- [YOUR OBJECTIVE] Reproduce verbatim the stretch of the data from the line containing "of the crowd" through the end of the data, including both ends.

- [DATASET ROWS]
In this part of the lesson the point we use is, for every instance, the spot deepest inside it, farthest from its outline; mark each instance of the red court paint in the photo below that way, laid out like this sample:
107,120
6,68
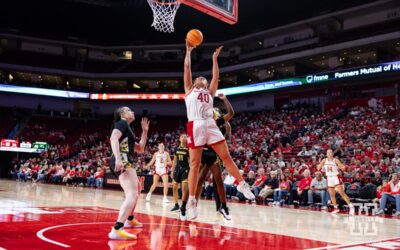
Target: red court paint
87,228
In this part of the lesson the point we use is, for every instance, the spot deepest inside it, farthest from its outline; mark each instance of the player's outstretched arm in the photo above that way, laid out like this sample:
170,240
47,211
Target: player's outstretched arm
152,161
214,81
169,162
187,69
340,165
229,109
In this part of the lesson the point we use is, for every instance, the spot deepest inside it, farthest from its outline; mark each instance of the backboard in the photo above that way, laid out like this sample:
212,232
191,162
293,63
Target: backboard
225,10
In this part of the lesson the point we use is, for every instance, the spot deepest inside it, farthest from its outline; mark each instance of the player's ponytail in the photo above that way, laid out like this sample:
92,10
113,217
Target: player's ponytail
117,114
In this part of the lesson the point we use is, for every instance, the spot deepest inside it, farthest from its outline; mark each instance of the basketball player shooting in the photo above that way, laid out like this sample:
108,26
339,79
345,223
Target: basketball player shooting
202,129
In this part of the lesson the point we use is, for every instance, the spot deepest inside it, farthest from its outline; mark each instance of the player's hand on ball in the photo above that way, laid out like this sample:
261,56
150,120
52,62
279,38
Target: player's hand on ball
145,124
118,165
189,47
217,51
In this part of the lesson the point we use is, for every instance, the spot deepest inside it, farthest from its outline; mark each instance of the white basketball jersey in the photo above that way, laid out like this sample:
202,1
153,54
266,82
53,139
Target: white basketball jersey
161,160
330,168
199,104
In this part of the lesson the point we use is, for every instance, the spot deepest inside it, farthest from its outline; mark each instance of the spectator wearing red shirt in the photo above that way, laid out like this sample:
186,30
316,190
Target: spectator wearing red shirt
284,187
301,192
69,179
35,170
380,190
99,177
258,183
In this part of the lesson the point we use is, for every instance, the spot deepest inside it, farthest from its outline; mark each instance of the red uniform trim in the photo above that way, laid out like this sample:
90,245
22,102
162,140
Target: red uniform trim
218,142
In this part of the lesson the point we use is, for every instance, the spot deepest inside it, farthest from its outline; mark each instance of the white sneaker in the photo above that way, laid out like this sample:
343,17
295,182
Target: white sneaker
191,209
244,188
121,234
225,213
148,197
352,211
182,216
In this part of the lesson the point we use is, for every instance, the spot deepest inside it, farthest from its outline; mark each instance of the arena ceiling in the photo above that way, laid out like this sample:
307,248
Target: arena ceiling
127,22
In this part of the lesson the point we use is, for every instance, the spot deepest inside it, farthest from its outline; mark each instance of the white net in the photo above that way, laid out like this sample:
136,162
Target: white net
164,12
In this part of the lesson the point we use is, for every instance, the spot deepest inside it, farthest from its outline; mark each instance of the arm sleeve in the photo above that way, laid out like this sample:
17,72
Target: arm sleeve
121,126
220,121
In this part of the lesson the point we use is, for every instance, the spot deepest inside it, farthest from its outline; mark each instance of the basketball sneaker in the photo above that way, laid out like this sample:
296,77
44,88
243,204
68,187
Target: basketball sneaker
148,197
352,211
244,188
121,234
225,213
133,224
335,210
182,215
175,208
121,244
192,209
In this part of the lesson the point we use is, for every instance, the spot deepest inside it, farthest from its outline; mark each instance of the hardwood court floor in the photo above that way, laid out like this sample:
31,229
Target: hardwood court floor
42,216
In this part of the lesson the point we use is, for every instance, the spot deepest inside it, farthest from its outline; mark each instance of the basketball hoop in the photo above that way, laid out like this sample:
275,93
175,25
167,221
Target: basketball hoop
164,12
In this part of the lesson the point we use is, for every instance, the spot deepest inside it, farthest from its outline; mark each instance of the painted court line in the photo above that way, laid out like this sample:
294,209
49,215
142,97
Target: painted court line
356,244
40,234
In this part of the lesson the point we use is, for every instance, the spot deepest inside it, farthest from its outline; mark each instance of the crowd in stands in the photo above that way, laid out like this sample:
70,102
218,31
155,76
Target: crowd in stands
277,152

- [FINAL RESULT]
In this part of the lesson the point we use is, for every instance, the spot deepest inside it, farthest from its outline; mark each instance of the crowd in stands in the photo above that way, laid out like this sample:
70,102
218,31
155,76
Target: crowd in stands
277,152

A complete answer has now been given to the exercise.